*** MATERIAL PROVIDED Section Begins ***

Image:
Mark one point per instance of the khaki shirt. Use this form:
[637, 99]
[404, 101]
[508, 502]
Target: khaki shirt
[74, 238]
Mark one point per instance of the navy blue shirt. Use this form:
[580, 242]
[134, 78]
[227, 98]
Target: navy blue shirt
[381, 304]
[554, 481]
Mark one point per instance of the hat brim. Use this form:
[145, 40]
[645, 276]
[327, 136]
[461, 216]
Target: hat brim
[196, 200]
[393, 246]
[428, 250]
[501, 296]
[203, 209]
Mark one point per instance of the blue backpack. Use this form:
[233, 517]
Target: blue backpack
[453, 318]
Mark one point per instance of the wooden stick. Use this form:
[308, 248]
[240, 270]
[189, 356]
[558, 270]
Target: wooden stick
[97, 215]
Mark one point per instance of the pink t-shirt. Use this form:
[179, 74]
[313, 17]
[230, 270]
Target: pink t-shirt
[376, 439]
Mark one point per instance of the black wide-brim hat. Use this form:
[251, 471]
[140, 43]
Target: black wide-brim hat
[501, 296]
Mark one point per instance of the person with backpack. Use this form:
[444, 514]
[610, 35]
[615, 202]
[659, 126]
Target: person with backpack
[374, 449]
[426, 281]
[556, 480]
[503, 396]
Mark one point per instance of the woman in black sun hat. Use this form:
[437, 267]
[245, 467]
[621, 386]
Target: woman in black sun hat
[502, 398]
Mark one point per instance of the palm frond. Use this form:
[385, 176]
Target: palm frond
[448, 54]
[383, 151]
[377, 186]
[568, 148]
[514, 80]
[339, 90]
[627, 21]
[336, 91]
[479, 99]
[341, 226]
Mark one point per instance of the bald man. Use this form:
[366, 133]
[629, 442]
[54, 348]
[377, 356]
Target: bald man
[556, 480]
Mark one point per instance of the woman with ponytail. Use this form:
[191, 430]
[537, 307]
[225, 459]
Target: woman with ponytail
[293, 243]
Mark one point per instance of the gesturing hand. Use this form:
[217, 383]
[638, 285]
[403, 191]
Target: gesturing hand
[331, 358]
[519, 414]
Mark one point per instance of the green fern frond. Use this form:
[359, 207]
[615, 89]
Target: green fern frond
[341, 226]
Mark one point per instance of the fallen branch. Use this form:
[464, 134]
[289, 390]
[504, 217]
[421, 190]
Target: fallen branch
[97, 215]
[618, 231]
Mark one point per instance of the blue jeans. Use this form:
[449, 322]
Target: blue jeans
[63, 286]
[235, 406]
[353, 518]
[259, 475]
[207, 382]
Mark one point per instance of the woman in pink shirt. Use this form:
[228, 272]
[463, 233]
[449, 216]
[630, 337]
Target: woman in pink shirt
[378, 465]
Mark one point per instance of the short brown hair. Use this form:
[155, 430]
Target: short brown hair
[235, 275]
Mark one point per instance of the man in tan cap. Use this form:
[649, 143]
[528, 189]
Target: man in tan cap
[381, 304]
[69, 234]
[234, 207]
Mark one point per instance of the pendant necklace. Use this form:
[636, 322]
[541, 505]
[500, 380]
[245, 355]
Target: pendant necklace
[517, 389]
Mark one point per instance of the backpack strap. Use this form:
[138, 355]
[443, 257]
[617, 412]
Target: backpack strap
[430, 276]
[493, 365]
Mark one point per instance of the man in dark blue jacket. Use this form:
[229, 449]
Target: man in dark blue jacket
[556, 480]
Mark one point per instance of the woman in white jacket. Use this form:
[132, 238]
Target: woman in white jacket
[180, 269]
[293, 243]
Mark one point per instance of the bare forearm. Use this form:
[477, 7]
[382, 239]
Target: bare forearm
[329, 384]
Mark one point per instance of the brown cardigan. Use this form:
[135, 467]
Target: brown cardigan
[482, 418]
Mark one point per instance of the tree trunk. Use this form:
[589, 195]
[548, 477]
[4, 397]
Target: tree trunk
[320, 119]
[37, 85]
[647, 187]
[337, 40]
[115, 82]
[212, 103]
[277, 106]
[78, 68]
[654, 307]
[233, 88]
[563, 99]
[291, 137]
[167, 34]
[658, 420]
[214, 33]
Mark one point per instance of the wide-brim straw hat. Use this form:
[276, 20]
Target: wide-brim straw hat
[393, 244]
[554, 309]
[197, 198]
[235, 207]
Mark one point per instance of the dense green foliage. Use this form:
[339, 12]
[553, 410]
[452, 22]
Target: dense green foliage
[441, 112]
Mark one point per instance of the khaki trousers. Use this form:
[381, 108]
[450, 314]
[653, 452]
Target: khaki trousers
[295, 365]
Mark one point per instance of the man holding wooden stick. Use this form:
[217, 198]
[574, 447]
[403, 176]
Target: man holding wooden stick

*** MATERIAL PROVIDED Section Ends ***
*** MATERIAL PROVIDED Section Begins ***

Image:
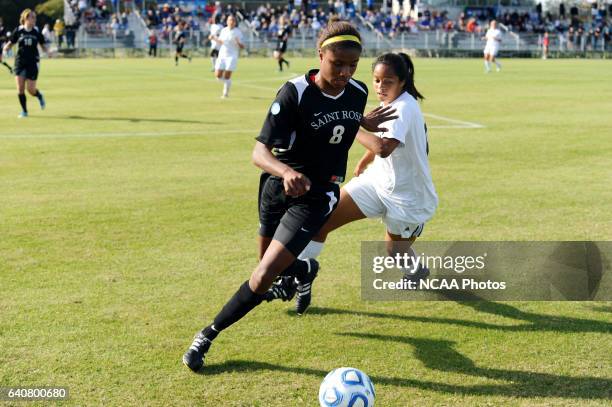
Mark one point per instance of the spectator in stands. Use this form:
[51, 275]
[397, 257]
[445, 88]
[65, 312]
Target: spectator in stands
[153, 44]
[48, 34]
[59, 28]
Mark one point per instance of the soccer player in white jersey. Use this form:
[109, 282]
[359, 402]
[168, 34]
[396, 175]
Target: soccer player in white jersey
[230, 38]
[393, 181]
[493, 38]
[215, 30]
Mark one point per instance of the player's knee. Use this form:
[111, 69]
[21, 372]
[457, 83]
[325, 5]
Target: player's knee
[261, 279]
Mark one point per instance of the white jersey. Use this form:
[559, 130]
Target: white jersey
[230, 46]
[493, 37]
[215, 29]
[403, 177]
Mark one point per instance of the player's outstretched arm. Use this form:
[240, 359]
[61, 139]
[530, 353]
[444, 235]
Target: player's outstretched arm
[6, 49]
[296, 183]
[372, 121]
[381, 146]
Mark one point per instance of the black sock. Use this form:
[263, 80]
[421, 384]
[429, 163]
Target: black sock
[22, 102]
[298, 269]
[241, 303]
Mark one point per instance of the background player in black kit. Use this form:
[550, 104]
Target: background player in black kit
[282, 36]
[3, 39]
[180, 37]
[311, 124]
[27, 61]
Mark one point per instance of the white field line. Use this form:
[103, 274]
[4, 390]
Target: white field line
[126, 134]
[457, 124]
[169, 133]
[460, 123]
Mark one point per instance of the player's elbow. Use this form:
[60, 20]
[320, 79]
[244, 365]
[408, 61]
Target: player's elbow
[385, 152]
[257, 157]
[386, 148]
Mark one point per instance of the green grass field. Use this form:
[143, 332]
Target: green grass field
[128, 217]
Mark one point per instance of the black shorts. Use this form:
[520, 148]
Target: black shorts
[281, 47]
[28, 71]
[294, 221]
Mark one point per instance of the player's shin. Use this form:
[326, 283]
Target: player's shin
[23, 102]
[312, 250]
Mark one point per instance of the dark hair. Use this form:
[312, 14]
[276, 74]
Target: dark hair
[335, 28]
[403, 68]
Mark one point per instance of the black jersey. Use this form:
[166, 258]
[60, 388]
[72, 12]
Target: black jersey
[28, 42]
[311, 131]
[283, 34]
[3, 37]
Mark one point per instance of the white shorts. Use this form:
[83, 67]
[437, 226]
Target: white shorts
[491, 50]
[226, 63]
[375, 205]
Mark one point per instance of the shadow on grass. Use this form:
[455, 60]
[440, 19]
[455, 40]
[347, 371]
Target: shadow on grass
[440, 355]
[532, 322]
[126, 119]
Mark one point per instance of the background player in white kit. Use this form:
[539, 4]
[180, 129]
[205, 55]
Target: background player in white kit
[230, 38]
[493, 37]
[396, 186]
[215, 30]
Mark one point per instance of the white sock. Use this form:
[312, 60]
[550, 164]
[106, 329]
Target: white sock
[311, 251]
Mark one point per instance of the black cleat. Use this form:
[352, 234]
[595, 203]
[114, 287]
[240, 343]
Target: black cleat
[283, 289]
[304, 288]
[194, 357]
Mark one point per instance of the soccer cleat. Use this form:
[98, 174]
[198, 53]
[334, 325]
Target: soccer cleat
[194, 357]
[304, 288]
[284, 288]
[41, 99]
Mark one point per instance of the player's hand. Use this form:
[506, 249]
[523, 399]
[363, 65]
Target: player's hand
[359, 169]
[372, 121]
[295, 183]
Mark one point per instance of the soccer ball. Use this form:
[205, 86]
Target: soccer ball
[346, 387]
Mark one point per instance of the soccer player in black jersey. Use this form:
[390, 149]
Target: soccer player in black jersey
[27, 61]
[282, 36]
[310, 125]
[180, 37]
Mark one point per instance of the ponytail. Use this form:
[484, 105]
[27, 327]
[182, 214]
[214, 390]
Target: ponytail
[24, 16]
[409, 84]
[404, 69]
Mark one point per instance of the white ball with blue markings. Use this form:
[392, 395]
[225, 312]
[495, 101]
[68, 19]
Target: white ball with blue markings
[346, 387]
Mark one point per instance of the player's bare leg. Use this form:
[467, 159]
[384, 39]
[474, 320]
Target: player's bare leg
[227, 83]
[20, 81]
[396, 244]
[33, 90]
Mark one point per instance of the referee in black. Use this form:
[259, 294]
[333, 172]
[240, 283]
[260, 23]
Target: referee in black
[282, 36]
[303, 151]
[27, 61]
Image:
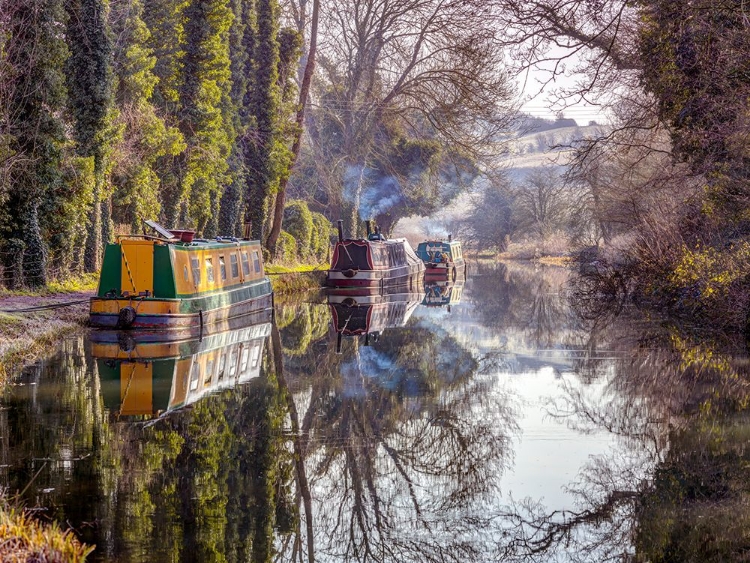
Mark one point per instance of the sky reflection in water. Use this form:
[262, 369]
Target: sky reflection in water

*** MATERIAL PROVIDED Section Ends ***

AIM OF THE TASK:
Copy out every line of the listing that contains the string "holding".

COMPLETED TASK:
Mark one point per instance of the man holding wooden stick. Use this form:
Target: man holding wooden stick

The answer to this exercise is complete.